• **GOAL**
Exact reproduction of the data is required, with images excluded.

Stored items from a collection
· · · · ·

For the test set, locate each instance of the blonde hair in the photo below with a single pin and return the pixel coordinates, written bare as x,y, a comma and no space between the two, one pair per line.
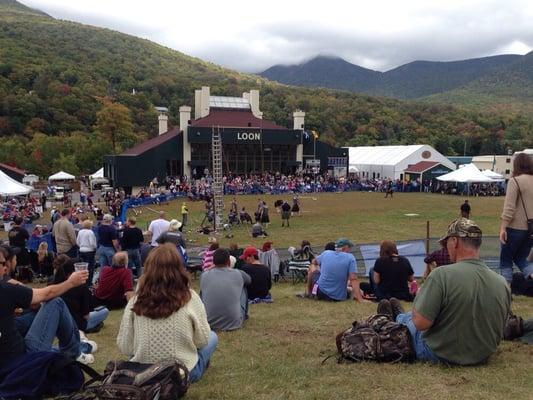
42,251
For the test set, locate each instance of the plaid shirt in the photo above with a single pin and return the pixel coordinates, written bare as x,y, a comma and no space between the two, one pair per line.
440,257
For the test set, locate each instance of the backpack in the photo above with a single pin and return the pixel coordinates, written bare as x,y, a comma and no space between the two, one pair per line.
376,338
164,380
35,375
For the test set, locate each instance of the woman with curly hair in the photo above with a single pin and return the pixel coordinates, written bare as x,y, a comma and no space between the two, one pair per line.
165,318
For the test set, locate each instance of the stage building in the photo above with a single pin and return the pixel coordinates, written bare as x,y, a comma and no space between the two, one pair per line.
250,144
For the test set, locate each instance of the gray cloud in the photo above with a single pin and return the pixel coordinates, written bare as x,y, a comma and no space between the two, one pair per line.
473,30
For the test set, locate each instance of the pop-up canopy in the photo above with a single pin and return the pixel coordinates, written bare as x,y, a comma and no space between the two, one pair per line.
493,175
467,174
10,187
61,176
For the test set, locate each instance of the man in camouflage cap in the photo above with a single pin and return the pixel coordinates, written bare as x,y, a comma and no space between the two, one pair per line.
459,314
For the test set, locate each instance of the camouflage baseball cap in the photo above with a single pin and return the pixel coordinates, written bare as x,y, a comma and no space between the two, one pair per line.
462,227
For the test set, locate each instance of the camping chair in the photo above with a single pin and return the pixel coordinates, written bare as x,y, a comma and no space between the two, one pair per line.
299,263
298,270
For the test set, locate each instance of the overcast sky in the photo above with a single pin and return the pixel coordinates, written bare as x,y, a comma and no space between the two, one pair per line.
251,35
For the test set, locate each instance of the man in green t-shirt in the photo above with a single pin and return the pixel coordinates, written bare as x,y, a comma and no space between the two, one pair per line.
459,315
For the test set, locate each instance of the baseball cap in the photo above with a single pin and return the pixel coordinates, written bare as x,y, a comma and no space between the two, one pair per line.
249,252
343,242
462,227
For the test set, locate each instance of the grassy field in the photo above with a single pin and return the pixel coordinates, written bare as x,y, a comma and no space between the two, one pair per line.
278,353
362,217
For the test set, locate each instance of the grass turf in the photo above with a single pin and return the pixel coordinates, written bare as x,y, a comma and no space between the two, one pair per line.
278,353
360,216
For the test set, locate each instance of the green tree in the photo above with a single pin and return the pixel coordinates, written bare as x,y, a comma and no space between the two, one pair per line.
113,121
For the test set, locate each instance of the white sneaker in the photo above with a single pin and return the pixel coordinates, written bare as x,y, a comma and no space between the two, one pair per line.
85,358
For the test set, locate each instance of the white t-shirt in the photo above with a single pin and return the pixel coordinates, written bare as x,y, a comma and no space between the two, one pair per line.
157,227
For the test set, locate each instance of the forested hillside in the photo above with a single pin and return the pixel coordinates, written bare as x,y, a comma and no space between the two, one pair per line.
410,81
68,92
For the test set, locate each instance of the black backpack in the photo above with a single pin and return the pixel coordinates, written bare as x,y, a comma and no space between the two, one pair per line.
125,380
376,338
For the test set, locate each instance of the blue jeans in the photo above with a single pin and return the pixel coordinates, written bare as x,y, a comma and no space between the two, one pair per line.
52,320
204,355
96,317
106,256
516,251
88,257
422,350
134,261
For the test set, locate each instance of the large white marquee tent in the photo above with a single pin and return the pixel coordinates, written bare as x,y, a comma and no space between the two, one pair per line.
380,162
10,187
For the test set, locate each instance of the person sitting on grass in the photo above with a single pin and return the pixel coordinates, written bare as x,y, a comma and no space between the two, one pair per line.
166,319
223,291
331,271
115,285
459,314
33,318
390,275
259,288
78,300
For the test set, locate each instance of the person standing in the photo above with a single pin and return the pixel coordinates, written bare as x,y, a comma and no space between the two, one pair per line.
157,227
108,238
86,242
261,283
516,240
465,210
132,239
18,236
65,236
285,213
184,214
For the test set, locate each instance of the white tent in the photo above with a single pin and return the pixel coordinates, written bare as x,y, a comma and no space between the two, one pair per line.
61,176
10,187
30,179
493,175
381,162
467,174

· · · · ·

• **CORRECT ANSWER**
For the test set, locate each instance of the blonde hair in the photo below with a single pin and return the pixel coordinates, written bare as x,y, a comma and no space between the two, one pair per line.
42,251
For the test set, locate each instance of the plaid shirt in the photo above with a single pin and return the pixel coordinates, written bare as x,y, a comma and no space between the two, one pair per line.
440,257
For the test set, locate each instance of the backpack in the photo above with a single pin and return the pixel coordinates, written bare as x,y, a comma and no space between the two, one pair per line.
376,338
164,380
35,375
For the test set, locate each instance of the woman with curly hair in the photo above with a single pin and return the pixel coordinates, written bare as x,y, a comma and no space between the two, one pair per line.
165,318
For the test set, locate each instance of the stage building in the photo above with a single pin and return the pixel coordinates, written bare as x,y, a comma and no space between the two, one pair per line.
250,144
For the test set, locate each instance of the gray cloud in the photo above with a single pin and return the pixel coordinates, written bare as x,y, a comma and no space between the two, one pair per line.
473,30
For the test set, locate each instance of the pop-up canopy in the photo above with a single pin and return the pixel coordinates, written bare as x,y, a comma and no space between the two, one pair per line.
493,175
467,174
10,187
61,176
For the test set, locate each instance of the man in camouflage cap in the photo above with a single pin and return the pixel coordinates, written bare as x,y, a comma and no space between the two, one pair per line.
459,314
For the test set, locate each instance of the camouflage baseball cap in the photo above with a single pin and return the pixel coordinates, written bare as x,y, a comma and no space between the two, one pair per line.
462,227
For the test set, locate each instance of the camping chair in the photo above with a single pin and return the pixel coordinates, written bare as x,y, a comma and no space between the two, one pair per line.
299,263
298,270
For the test set, locate each instance of the overcast sky in the photo above with a single pin and return the pixel coordinates, written bare as x,y, a comma and no space between the two, one pair per line.
251,35
For the test set, locate each instance of the man in green t-shirt in the photo above with a single pin and return the pixel coordinates, written bare as x,y, a comma and no space between the two, one pair per line.
459,315
For the test set, locate each instance of the baseball cap in the photo above with a single pin and return the pixel coordinates, written bare as x,y, a comma and no space between the two, one pair per line.
249,252
343,242
462,227
For the test set, locate each instance of the grassy field in the photo above with a single pin and return the pixel coordinates, written bare as x,y, a comma and no space between the two, one pair per line.
278,353
362,217
For the test set, locate each instance of the grass turf in the photo above with a single pin and return the pixel coordinates, written bare as x,y, a comma and no space between the two, one pair per line.
278,353
360,216
For the test set, locate each instance of the green tree in the photo above with a single pin and return the pixel coordinates, written bare as x,y, a comma and no space between the two, one pair per line.
113,121
For the test set, locate each instance of the white sneaker in the photo above with a single pin and return the pixel coordinates, written bare as x,y, a comma and no space between the two, one pair per line.
85,358
For the test set, locate each instance of the white t-shirt in the photo above with a single pin and return the pixel coordinates, written bare as x,y, a comma and no space between the two, one pair per line.
157,227
For the test set, locate each instance of the forested hillside in the photo above with a single pin and return the pixel coordinates, written bare as x,y, a comma and no space between the two, one pair per line.
410,81
68,92
For the test set, locate each instance of the black backpack in the photo above with a single pin and return the pixel coordinates, written bare as x,y, a comma and no space between the two, one pair per line.
125,380
376,338
For the test set, locate each instance of the blue jeans in the photo above with a single pin and return the pixel coordinates, written bare as x,y, a comma and no space between the two, one pair per line.
52,320
204,355
96,317
106,256
516,251
88,257
422,350
134,261
For the test set, locate each instance of the large white marquee tent in the photo above with a single pin and return the pixel coordinates, written bare as x,y, a comma and no space between the two, one pair per line.
380,162
10,187
For the test set, locate each instance of the person sitting on grass in the photo above with a single pin and return the pixel coordinates, written bare as x,y, a comma and no space between the two, one pair per line.
166,319
223,291
331,271
115,285
459,314
33,318
390,275
259,288
78,300
For the test set, locate each instance of the person standing in the photo above with a single pin and return the pixel coordinates, written bare as x,y, a comma and no space between the two, one pair per line.
157,227
108,238
86,242
261,283
516,240
465,210
132,239
18,236
65,236
285,213
184,214
For the test set, locate each instance of the white tent in the photo above with a single pin and return the pixel coordinates, written bare as x,y, a comma and no space between the two, one pair per line.
61,176
10,187
30,179
493,175
381,162
467,174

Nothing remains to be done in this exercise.